### GIVEN EXERCISE
Repeat each record exactly as written, and drop any images.
******************************
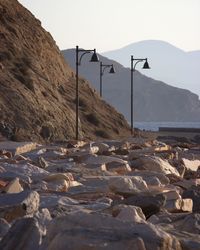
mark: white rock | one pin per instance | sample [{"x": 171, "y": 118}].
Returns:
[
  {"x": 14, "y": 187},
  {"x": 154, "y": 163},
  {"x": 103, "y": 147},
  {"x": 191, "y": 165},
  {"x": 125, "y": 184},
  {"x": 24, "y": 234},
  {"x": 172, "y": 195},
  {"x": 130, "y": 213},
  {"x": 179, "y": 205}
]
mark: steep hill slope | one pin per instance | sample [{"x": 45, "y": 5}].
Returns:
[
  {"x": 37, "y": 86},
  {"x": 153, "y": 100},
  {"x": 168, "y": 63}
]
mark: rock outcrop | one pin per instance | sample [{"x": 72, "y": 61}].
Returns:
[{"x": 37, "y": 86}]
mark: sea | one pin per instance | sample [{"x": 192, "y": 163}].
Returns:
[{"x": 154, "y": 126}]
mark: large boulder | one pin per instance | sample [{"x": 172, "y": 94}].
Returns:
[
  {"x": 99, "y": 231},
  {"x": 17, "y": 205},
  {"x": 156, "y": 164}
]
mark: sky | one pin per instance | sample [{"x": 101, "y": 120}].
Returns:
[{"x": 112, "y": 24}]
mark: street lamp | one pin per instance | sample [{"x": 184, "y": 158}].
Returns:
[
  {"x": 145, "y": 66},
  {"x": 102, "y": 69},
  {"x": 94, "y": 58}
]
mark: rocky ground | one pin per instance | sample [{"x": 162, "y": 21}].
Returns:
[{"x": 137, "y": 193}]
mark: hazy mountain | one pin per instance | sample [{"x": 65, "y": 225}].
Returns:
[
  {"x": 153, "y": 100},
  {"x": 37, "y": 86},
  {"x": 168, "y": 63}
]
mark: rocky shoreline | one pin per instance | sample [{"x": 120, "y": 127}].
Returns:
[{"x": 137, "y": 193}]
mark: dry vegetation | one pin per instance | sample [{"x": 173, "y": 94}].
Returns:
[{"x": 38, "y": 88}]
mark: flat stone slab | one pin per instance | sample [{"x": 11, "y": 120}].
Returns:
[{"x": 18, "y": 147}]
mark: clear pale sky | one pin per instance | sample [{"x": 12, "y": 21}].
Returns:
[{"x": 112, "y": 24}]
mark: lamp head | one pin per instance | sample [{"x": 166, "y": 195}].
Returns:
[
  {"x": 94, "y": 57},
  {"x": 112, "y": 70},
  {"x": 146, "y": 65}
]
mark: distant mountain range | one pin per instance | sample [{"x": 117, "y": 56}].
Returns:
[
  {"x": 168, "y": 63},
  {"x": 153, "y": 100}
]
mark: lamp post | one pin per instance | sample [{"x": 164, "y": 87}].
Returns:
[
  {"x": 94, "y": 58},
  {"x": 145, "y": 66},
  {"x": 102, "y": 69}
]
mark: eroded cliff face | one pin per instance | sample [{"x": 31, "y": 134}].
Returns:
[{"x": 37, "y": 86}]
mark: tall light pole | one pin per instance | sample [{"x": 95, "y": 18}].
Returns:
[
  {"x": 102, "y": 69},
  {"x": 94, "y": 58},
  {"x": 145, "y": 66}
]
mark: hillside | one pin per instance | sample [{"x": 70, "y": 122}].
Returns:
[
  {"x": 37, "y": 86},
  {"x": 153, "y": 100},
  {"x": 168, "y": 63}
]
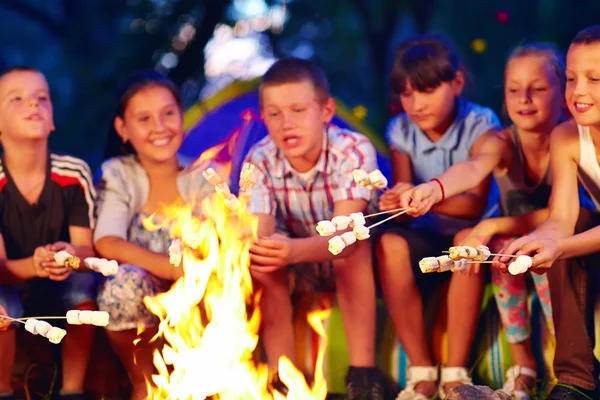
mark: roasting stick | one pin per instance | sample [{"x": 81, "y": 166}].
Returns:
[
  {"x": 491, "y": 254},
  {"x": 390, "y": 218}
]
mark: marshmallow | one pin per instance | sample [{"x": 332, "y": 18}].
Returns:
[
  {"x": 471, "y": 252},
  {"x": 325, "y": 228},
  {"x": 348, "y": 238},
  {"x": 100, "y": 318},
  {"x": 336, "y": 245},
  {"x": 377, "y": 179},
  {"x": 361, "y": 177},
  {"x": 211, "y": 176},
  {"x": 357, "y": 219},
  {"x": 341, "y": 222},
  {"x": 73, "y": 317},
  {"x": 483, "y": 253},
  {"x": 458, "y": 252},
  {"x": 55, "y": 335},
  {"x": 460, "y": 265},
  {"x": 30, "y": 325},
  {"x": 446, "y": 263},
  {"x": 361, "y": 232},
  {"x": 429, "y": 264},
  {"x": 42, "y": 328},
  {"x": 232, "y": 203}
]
******************************
### WRITTEN SOLUTION
mark: white rock | one pin per instance | sample [{"x": 171, "y": 118}].
Returns:
[
  {"x": 14, "y": 187},
  {"x": 154, "y": 163},
  {"x": 103, "y": 147},
  {"x": 191, "y": 165},
  {"x": 125, "y": 184},
  {"x": 24, "y": 234},
  {"x": 172, "y": 195},
  {"x": 130, "y": 213},
  {"x": 179, "y": 205}
]
mark: steep hill slope | one pin per instance | sample [{"x": 45, "y": 5}].
Returns:
[
  {"x": 37, "y": 86},
  {"x": 153, "y": 100},
  {"x": 168, "y": 63}
]
mark: rock outcrop | one pin per instance | sample [{"x": 72, "y": 61}].
Returns:
[{"x": 37, "y": 86}]
mark: sea | one pin per instance | sample [{"x": 192, "y": 163}].
Returns:
[{"x": 154, "y": 126}]
mark: large boulder | one pin per instance | sample [{"x": 172, "y": 94}].
Returns:
[
  {"x": 99, "y": 231},
  {"x": 17, "y": 205},
  {"x": 156, "y": 164}
]
mark: sky | one pin per instance | sample [{"x": 101, "y": 120}].
Returns:
[{"x": 112, "y": 24}]
mark: street lamp | one pin per instance | sample [{"x": 184, "y": 158}].
Returns:
[
  {"x": 145, "y": 66},
  {"x": 102, "y": 69},
  {"x": 94, "y": 58}
]
mark: rocky ground | one pin per instance | sample [{"x": 162, "y": 21}].
Returns:
[{"x": 137, "y": 193}]
mark: hazy mountain | one pin per instance | sample [{"x": 65, "y": 225}].
Returns:
[
  {"x": 153, "y": 100},
  {"x": 37, "y": 86},
  {"x": 168, "y": 63}
]
mark: rocky shoreline | one pin per instance | sample [{"x": 120, "y": 127}].
Returns:
[{"x": 137, "y": 193}]
mark: dry vegetation | one pin per instance | sample [{"x": 173, "y": 94}].
Returns:
[{"x": 38, "y": 88}]
mark: flat stone slab | one pin per instance | sample [{"x": 11, "y": 120}].
Returns:
[{"x": 18, "y": 147}]
mark: clear pale sky | one pin per instance | sample [{"x": 12, "y": 21}].
Returns:
[{"x": 112, "y": 24}]
mark: lamp head | one pin per instance | sample [{"x": 166, "y": 195}].
Returns:
[
  {"x": 94, "y": 57},
  {"x": 112, "y": 70},
  {"x": 146, "y": 65}
]
mark: distant mountain range | one pin per instance | sample [{"x": 117, "y": 56}].
Returns:
[
  {"x": 168, "y": 63},
  {"x": 153, "y": 100}
]
mark: lamp post | one pin per instance | sample [{"x": 164, "y": 87}].
Returns:
[
  {"x": 94, "y": 58},
  {"x": 145, "y": 66},
  {"x": 102, "y": 69}
]
mark: eroded cliff face | one pin per instance | sample [{"x": 31, "y": 134}].
Returns:
[{"x": 37, "y": 86}]
mark: tall light pole | one pin per instance | sample [{"x": 95, "y": 18}].
Returns:
[
  {"x": 102, "y": 69},
  {"x": 94, "y": 58},
  {"x": 145, "y": 66}
]
mark: hillside | one pin per instance | sample [{"x": 70, "y": 122}].
Returns:
[
  {"x": 37, "y": 86},
  {"x": 153, "y": 100},
  {"x": 168, "y": 63}
]
mark: roasting stick | one pin per instance | sample [{"x": 81, "y": 166}].
Returns:
[
  {"x": 491, "y": 254},
  {"x": 390, "y": 218}
]
mark: marshmallow | one pin per instance | sample [{"x": 332, "y": 18}].
Returns:
[
  {"x": 471, "y": 252},
  {"x": 325, "y": 228},
  {"x": 348, "y": 238},
  {"x": 100, "y": 318},
  {"x": 336, "y": 245},
  {"x": 377, "y": 179},
  {"x": 361, "y": 177},
  {"x": 211, "y": 176},
  {"x": 357, "y": 219},
  {"x": 341, "y": 222},
  {"x": 73, "y": 317},
  {"x": 483, "y": 253},
  {"x": 458, "y": 252},
  {"x": 55, "y": 335},
  {"x": 460, "y": 265},
  {"x": 30, "y": 325},
  {"x": 446, "y": 263},
  {"x": 361, "y": 232},
  {"x": 429, "y": 264},
  {"x": 42, "y": 328},
  {"x": 232, "y": 203}
]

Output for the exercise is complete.